* START *

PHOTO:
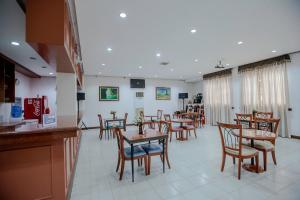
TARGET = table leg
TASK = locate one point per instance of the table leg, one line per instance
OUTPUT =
(163, 155)
(132, 163)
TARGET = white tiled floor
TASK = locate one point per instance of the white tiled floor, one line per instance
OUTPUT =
(195, 172)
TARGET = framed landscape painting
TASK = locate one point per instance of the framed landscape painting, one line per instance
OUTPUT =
(163, 93)
(108, 93)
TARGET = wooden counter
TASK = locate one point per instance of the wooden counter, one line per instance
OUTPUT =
(38, 162)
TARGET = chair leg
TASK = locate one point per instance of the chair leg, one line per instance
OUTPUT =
(122, 169)
(118, 165)
(274, 157)
(223, 162)
(257, 162)
(149, 164)
(265, 160)
(239, 170)
(167, 158)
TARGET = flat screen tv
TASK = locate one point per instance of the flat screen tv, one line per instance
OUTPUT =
(137, 83)
(183, 95)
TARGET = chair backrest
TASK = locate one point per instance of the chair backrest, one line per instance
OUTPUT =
(159, 114)
(244, 119)
(267, 124)
(263, 115)
(231, 137)
(120, 140)
(100, 121)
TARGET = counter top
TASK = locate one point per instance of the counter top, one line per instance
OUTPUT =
(21, 134)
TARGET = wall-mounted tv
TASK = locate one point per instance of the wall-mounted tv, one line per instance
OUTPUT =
(183, 95)
(137, 83)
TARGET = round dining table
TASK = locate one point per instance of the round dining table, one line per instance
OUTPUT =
(254, 134)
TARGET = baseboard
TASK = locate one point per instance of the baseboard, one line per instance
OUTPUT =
(295, 137)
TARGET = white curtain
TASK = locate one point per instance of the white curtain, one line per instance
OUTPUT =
(265, 88)
(217, 99)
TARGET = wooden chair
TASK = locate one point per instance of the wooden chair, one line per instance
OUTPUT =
(124, 154)
(156, 149)
(244, 119)
(102, 128)
(231, 139)
(173, 129)
(263, 145)
(263, 115)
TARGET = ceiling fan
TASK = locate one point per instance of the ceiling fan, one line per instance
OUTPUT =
(220, 65)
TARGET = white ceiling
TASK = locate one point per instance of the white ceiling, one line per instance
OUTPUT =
(12, 28)
(164, 26)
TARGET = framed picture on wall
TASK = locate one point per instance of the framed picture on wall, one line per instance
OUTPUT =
(108, 93)
(163, 93)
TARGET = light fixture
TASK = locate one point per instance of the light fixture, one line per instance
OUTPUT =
(123, 15)
(193, 31)
(15, 43)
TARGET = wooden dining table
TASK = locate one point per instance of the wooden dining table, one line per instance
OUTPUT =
(254, 134)
(133, 137)
(182, 122)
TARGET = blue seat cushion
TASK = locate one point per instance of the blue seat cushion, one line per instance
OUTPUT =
(152, 148)
(137, 151)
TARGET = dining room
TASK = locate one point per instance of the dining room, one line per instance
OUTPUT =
(165, 100)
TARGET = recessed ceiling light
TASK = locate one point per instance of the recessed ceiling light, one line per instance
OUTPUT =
(15, 43)
(193, 31)
(123, 15)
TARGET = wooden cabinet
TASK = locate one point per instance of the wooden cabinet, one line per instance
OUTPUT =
(7, 81)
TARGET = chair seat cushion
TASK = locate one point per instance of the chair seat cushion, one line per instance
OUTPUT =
(246, 151)
(152, 148)
(265, 145)
(137, 151)
(177, 128)
(189, 127)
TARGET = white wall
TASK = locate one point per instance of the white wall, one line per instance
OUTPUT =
(293, 70)
(128, 102)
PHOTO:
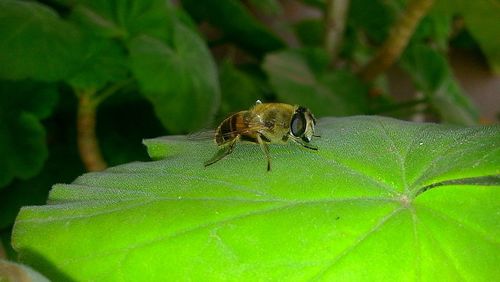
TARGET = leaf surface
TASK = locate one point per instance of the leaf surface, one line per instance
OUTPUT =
(22, 105)
(381, 199)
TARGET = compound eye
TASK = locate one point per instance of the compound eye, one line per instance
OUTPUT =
(298, 125)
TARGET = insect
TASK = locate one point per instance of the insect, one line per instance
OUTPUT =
(263, 124)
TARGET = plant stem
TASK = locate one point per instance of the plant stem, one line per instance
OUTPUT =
(87, 140)
(398, 38)
(335, 16)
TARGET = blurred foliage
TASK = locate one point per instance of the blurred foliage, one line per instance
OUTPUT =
(152, 71)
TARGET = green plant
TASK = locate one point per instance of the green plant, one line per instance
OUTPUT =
(82, 82)
(382, 199)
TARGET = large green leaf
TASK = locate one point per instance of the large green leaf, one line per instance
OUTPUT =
(22, 143)
(36, 43)
(181, 81)
(381, 199)
(301, 77)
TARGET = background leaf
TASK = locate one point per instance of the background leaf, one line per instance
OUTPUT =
(36, 43)
(22, 105)
(301, 77)
(381, 199)
(181, 81)
(103, 62)
(11, 271)
(236, 22)
(124, 19)
(432, 75)
(481, 20)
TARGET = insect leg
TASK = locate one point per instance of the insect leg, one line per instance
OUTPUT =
(265, 149)
(222, 152)
(311, 147)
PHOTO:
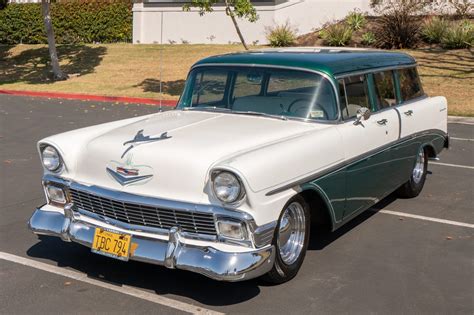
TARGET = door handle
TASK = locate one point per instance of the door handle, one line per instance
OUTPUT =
(382, 122)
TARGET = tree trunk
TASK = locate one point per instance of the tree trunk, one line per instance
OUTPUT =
(237, 28)
(57, 73)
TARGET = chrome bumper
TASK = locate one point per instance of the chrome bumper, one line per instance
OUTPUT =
(206, 260)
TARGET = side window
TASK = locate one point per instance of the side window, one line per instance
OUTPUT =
(284, 82)
(385, 89)
(410, 84)
(247, 84)
(356, 96)
(209, 87)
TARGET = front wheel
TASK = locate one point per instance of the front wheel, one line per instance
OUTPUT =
(414, 185)
(290, 240)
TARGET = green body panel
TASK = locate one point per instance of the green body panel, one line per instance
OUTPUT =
(331, 63)
(361, 183)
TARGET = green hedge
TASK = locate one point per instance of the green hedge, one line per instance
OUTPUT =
(74, 22)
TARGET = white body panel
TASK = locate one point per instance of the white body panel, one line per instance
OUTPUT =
(266, 153)
(425, 114)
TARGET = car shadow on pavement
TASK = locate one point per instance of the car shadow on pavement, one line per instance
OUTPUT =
(164, 281)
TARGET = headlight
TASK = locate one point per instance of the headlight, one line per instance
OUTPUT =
(227, 187)
(51, 159)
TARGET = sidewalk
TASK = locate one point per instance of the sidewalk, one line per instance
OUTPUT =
(88, 97)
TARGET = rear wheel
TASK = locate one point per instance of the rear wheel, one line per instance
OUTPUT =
(414, 185)
(290, 240)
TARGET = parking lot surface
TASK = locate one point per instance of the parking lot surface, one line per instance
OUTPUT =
(402, 256)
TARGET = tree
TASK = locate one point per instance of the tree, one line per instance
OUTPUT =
(3, 4)
(233, 8)
(58, 75)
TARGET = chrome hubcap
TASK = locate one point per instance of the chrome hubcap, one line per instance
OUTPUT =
(291, 233)
(419, 168)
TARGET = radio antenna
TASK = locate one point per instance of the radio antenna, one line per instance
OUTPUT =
(161, 64)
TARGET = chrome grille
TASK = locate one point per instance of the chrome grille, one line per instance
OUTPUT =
(144, 215)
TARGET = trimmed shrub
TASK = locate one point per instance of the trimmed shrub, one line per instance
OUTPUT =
(283, 35)
(399, 24)
(463, 8)
(460, 35)
(338, 34)
(73, 22)
(356, 20)
(434, 30)
(368, 39)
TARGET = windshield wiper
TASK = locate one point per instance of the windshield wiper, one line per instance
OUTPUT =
(209, 109)
(228, 110)
(281, 117)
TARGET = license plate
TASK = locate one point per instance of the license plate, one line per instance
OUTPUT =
(112, 244)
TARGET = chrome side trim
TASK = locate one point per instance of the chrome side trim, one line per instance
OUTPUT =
(355, 159)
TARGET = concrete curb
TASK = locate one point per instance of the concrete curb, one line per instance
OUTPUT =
(461, 120)
(87, 97)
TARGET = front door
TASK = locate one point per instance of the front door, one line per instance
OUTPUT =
(366, 146)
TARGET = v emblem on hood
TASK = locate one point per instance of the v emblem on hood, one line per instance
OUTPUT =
(128, 173)
(140, 139)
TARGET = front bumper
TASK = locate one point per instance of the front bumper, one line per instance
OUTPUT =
(173, 253)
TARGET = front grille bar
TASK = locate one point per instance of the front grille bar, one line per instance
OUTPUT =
(145, 215)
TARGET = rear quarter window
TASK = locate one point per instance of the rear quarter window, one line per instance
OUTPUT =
(410, 84)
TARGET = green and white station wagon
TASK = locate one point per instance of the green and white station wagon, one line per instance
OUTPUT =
(260, 145)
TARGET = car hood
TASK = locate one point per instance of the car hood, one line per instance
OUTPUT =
(174, 151)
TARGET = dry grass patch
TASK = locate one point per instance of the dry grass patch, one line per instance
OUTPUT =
(134, 70)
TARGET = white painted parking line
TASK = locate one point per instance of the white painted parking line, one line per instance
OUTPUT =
(453, 165)
(131, 291)
(461, 139)
(421, 217)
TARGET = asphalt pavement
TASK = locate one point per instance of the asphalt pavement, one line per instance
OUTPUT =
(404, 256)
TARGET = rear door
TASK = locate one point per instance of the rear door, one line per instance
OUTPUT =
(417, 111)
(365, 144)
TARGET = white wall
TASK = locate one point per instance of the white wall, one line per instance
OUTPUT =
(156, 24)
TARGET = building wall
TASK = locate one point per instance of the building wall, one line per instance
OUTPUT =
(158, 23)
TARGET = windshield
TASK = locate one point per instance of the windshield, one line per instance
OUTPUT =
(259, 90)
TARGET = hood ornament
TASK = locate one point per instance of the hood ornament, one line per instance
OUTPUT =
(140, 139)
(128, 173)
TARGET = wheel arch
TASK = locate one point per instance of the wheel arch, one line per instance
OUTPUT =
(321, 210)
(430, 150)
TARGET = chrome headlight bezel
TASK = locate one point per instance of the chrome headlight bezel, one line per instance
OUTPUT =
(53, 154)
(238, 197)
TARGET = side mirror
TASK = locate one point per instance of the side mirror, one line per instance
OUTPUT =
(363, 113)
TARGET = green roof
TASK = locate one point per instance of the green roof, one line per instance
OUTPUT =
(330, 61)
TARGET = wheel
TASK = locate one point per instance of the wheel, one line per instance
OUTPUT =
(290, 240)
(414, 185)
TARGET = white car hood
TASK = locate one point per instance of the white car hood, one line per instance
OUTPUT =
(180, 163)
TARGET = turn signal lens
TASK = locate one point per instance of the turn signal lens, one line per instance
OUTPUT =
(232, 229)
(56, 194)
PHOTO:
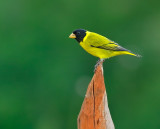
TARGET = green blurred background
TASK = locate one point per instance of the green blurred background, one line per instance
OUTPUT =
(44, 74)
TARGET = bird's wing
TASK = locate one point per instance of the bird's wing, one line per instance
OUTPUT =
(110, 46)
(102, 42)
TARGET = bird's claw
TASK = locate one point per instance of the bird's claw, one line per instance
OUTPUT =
(98, 63)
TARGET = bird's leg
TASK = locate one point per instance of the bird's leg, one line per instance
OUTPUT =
(98, 63)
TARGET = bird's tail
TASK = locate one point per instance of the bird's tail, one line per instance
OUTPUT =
(130, 53)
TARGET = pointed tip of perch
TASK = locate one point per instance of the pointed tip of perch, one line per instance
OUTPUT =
(94, 112)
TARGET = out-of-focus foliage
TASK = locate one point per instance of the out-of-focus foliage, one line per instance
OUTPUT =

* END *

Task instructions — Copy exactly, word for word, the line with "TARGET = bird's wing" through the final line of the listing.

Result of this task —
TARGET = bird's wing
TASK = locate one point per instance of the bird's wing, one line per instance
OUTPUT =
(110, 46)
(102, 42)
TARGET = bird's claw
TASK = locate one point per instance of the bird's claw, one line per instance
OUTPUT =
(98, 63)
TARGET = bird's leg
TASK = locate one point per instance of the bird's leg, one line per instance
OUTPUT =
(98, 63)
TARGET = bird's tail
TASK = locate one point per instance of the bird's tail, one line per instance
OUTPUT =
(130, 53)
TARGET = pointed tip of perch
TASK = locate one point per instance of the pointed tip of perch, one line per instance
OUTPUT =
(94, 112)
TARGET = out-of-focus foliage
TASK = locate one point per instance of the out-of-focus foliage, one line per instance
OUTPUT =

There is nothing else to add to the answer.